THE RECORDS
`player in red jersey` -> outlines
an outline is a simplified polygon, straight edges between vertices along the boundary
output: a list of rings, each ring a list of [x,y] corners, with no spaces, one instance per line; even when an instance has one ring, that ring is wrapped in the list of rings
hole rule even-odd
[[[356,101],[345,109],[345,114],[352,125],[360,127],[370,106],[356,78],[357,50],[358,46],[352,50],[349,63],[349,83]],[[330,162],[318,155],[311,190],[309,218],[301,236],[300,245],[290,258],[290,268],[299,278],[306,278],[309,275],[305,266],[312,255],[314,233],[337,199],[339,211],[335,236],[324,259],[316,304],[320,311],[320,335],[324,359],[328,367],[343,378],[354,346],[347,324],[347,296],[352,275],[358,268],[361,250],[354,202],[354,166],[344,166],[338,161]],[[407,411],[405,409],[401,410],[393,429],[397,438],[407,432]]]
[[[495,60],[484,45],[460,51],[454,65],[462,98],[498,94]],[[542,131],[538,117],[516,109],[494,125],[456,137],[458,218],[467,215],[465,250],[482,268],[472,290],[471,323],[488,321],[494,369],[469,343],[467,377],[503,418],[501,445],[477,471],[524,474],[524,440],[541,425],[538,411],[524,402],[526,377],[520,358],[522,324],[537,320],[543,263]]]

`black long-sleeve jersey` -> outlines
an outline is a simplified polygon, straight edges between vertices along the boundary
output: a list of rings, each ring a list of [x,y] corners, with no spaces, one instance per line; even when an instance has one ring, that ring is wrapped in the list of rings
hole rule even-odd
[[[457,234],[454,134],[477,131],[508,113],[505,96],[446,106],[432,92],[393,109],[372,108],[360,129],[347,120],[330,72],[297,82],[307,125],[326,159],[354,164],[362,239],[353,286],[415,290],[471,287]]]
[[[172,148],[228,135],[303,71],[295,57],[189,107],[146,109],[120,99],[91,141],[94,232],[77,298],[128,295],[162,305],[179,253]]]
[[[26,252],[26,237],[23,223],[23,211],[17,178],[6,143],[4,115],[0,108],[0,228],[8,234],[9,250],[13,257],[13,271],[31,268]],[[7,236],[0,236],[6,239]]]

TASK REQUIREMENTS
Copy every line of the records above, word for word and character for character, from the first line to the last.

EXPECTED OUTPUT
`player in red jersey` -> outlines
an outline is a simplified polygon, straight edges between vertices along the boundary
output: a list of rings, each ring a list of [x,y] corners, with no spaces, one instance per line; even when an instance has one ring, that ring is wrapped in the list of rings
hole rule even-odd
[[[356,101],[345,109],[345,114],[352,125],[360,127],[370,106],[356,78],[357,50],[358,46],[352,50],[349,63],[349,83]],[[330,162],[318,155],[311,190],[309,218],[301,236],[300,245],[290,258],[290,268],[299,278],[306,278],[309,275],[305,266],[312,255],[314,233],[337,199],[339,211],[335,236],[324,259],[316,304],[320,311],[320,335],[324,359],[328,367],[343,378],[354,346],[347,324],[347,296],[352,275],[358,268],[361,250],[354,202],[354,166],[344,166],[338,161]],[[407,411],[405,409],[401,410],[393,429],[397,438],[407,432]]]
[[[495,60],[484,45],[460,51],[454,65],[462,98],[498,94]],[[542,131],[538,117],[516,109],[494,125],[456,137],[458,218],[467,215],[465,250],[482,268],[472,290],[471,323],[488,321],[494,369],[469,343],[467,377],[503,418],[501,445],[477,471],[524,474],[524,440],[541,425],[538,411],[524,402],[526,377],[520,358],[522,324],[537,320],[543,263]]]

`black long-sleeve jersey` -> outlines
an outline is a simplified polygon, straight edges between vertices along the boundary
output: a list of rings, each ring a list of [x,y] corners, with no spaces, one instance per line; even when an instance has one ring, that ring is wrapped in the list of rings
hole rule even-odd
[[[457,234],[454,134],[477,131],[508,113],[505,96],[446,106],[432,92],[393,109],[372,108],[360,129],[347,120],[330,72],[297,82],[307,125],[326,159],[354,164],[362,239],[353,286],[415,290],[471,287]]]
[[[172,148],[228,135],[303,71],[295,57],[189,107],[146,109],[120,99],[91,141],[94,232],[77,298],[128,295],[162,305],[179,253]]]
[[[26,252],[26,237],[23,223],[23,211],[17,178],[6,143],[4,115],[0,108],[0,228],[8,234],[9,250],[13,257],[13,271],[31,268]],[[7,236],[0,236],[6,239]]]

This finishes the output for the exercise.